**What the task requires**. Please write out the listing below word for word, beginning at the line that contains "Where can the recessed" and stopping after the line that contains "Target: blue accent wall".

**Dataset records**.
..........
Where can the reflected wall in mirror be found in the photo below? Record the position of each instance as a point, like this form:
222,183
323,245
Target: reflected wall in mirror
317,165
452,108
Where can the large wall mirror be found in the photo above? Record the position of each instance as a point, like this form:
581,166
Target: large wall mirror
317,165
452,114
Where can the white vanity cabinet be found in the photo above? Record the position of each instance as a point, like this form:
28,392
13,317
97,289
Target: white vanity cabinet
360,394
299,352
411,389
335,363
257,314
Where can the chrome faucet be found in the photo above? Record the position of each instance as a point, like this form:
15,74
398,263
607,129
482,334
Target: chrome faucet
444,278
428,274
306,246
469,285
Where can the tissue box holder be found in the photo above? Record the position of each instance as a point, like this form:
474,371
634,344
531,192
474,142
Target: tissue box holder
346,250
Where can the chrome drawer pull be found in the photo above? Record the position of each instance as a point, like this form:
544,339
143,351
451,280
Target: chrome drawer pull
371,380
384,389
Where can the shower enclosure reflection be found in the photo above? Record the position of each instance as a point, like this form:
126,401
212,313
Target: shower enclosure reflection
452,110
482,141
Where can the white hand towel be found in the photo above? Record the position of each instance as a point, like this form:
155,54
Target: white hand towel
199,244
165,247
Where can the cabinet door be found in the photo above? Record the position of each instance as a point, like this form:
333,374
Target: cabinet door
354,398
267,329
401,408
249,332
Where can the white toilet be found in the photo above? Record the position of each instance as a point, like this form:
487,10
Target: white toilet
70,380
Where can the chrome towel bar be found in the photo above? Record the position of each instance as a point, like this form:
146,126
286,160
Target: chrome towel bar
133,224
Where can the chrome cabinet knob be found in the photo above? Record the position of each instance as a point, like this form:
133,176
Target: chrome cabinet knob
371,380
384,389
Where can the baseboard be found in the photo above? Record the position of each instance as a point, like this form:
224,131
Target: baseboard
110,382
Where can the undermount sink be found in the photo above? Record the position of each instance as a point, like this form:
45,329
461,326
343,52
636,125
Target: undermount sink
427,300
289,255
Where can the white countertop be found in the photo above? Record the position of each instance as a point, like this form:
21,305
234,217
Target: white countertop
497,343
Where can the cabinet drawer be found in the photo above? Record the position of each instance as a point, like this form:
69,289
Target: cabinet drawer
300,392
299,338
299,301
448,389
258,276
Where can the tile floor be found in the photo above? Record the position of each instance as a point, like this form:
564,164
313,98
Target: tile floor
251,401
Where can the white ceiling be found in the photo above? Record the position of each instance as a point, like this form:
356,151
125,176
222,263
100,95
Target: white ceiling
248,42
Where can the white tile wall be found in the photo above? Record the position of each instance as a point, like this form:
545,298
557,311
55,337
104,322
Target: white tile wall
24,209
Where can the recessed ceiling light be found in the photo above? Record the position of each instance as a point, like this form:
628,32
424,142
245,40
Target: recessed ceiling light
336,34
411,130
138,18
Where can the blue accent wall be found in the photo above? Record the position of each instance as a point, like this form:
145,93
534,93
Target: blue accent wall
..........
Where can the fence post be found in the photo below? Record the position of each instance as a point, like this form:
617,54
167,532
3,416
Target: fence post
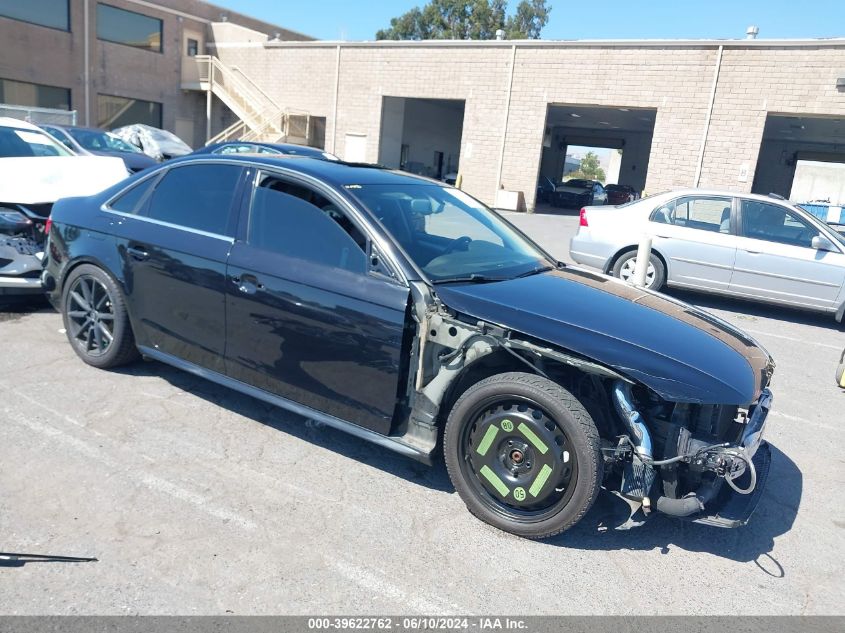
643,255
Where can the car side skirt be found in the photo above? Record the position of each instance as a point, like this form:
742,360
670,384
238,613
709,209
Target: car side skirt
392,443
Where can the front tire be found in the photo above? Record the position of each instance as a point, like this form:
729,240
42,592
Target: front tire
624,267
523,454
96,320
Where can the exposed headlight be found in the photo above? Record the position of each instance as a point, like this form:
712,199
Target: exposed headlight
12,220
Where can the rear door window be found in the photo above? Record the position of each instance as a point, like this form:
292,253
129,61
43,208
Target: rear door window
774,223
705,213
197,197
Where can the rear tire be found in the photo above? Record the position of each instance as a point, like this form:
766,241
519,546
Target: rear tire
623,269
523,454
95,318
..........
**Response**.
Where can the recessed ceiling light be found in the photo above? Record the position of each instance as a point, like this form:
628,32
424,142
245,40
Target: recessed ceiling light
336,34
411,130
138,18
Where can the blue accent wall be found in the photo above? Record the position of each instance as a point, like this form:
145,93
534,93
Target: blue accent wall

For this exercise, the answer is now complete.